▸ What is expected
In the entries below, filter for the word "woman" and copy every matching line.

▸ Task inputs
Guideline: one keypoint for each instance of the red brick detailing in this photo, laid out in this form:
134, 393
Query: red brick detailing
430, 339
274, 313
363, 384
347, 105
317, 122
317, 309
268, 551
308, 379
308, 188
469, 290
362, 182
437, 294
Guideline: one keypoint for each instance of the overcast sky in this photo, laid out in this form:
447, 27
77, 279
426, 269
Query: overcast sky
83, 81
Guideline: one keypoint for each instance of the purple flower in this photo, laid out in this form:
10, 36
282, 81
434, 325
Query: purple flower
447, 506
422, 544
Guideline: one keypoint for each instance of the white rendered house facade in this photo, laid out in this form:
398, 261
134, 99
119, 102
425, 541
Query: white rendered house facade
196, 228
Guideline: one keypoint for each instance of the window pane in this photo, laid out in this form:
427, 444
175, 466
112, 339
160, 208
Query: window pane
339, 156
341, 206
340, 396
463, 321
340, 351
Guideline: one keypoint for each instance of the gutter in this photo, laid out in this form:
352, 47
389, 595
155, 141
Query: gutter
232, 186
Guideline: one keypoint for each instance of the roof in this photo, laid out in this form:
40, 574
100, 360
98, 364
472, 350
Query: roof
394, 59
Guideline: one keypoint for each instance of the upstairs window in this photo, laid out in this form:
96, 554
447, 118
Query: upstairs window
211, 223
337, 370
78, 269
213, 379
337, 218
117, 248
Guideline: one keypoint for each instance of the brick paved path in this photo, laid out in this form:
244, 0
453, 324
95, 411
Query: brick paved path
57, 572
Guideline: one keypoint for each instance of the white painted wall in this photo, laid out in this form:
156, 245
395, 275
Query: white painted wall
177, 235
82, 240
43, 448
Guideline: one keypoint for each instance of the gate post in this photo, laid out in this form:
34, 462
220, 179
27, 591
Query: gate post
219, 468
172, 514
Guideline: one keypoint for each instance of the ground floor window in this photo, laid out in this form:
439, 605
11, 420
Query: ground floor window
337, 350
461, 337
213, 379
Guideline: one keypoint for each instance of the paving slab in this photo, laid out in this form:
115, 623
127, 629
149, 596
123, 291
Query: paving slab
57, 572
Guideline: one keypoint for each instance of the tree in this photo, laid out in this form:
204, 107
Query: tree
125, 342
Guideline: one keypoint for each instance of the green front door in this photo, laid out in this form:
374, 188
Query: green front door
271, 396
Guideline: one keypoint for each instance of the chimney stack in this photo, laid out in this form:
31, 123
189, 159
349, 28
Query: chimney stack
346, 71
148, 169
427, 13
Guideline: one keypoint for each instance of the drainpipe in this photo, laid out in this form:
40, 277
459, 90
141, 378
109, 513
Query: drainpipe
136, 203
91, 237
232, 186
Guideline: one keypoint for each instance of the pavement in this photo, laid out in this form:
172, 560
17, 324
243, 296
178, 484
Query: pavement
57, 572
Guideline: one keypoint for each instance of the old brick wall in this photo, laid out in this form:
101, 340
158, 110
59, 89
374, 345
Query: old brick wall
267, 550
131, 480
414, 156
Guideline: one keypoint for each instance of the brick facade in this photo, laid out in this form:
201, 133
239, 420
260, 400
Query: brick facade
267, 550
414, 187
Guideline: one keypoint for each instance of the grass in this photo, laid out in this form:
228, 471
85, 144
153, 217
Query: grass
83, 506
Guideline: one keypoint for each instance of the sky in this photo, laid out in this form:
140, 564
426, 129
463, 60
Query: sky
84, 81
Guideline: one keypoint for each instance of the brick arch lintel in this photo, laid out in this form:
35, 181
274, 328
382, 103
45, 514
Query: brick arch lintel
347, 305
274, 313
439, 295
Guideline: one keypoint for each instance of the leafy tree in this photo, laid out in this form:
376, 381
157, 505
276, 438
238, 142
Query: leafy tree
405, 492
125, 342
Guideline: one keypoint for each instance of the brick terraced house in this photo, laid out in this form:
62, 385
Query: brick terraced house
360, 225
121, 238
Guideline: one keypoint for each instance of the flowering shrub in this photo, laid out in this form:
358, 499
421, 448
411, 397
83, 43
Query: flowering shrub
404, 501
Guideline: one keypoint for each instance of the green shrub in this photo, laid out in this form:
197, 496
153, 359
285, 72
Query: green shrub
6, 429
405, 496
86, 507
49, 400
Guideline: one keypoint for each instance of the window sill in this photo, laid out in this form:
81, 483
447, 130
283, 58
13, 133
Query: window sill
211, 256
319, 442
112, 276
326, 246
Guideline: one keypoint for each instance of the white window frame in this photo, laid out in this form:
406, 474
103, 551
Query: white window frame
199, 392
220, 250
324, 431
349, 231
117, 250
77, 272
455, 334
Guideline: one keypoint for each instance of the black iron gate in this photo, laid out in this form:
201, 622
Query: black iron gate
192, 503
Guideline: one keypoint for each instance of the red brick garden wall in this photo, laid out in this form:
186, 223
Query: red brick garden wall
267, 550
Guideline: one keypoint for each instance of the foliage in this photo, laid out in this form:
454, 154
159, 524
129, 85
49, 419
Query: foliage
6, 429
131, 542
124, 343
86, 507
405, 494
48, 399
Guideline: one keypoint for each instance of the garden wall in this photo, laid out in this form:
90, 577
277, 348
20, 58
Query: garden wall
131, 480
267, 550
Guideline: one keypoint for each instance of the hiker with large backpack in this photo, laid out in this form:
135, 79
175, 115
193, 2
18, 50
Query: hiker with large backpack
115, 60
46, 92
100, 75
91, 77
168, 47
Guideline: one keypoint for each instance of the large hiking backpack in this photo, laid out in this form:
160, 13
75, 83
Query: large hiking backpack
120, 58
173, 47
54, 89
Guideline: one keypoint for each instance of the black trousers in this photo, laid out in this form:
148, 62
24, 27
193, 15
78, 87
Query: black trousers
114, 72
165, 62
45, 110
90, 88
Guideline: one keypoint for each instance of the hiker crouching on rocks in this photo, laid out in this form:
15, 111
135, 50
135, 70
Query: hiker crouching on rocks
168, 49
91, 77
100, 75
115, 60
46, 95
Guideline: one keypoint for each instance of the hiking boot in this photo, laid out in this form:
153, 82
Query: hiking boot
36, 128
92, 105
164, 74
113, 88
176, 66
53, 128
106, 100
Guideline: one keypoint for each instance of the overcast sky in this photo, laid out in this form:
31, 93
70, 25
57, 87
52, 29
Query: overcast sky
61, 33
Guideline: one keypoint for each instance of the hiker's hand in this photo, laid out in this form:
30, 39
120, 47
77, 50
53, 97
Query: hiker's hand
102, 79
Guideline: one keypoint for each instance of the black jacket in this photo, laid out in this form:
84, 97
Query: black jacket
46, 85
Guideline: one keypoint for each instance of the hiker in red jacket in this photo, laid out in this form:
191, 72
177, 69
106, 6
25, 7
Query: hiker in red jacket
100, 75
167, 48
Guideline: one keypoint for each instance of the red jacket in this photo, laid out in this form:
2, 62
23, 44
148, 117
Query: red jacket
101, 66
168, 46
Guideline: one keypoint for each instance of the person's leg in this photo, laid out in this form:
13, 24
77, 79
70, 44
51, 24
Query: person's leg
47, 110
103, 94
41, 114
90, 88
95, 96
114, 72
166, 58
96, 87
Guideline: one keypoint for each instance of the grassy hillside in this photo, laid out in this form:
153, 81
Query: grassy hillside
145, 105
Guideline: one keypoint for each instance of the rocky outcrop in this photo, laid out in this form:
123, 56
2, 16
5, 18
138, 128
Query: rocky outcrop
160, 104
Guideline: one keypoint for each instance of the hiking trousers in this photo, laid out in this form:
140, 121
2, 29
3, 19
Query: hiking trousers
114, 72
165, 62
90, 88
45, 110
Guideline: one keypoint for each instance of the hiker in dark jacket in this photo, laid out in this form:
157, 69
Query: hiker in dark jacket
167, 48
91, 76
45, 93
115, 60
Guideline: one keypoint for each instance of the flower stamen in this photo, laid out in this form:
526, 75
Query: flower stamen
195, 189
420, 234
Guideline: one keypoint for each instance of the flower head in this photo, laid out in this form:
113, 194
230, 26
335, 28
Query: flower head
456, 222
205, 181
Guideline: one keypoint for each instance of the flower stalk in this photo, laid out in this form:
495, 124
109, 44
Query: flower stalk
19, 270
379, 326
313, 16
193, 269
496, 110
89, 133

==

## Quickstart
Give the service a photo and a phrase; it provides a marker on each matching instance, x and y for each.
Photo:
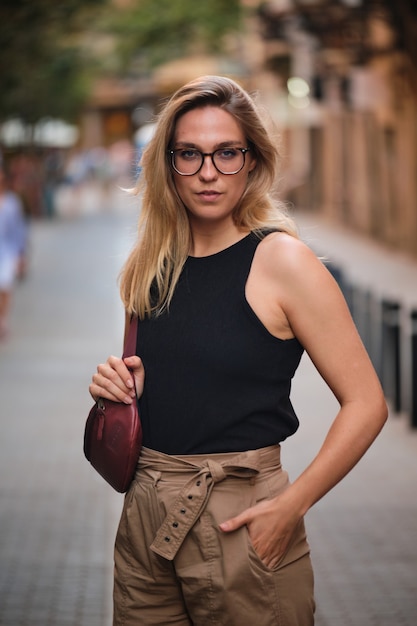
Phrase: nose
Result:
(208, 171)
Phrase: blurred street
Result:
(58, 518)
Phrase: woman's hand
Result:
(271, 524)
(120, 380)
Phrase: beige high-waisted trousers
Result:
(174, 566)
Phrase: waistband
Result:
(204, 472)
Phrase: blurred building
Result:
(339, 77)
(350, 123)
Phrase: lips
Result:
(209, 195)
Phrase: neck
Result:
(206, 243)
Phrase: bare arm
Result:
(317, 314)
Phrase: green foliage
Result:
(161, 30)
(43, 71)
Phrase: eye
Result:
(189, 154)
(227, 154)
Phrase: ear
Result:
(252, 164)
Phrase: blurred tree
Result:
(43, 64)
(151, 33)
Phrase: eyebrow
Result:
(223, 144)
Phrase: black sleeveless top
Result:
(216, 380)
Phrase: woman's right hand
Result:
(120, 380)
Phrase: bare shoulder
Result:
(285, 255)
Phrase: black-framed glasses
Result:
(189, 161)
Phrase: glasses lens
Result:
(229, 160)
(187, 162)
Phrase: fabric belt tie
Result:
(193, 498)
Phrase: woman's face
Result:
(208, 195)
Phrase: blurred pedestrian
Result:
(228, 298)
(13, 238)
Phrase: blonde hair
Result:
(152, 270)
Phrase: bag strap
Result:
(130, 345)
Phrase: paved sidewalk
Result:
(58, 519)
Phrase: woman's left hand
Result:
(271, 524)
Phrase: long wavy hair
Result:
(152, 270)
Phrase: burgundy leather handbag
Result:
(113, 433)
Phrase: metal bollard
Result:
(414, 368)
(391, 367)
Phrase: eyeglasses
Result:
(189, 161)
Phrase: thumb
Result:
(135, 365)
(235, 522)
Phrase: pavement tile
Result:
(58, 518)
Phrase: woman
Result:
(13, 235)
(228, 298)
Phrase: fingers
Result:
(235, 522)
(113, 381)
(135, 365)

▸ Written answer
Phrase: woman's hand
Phrase: woman's right hand
Phrase: woman's face
Phrase: woman's left hand
Phrase: woman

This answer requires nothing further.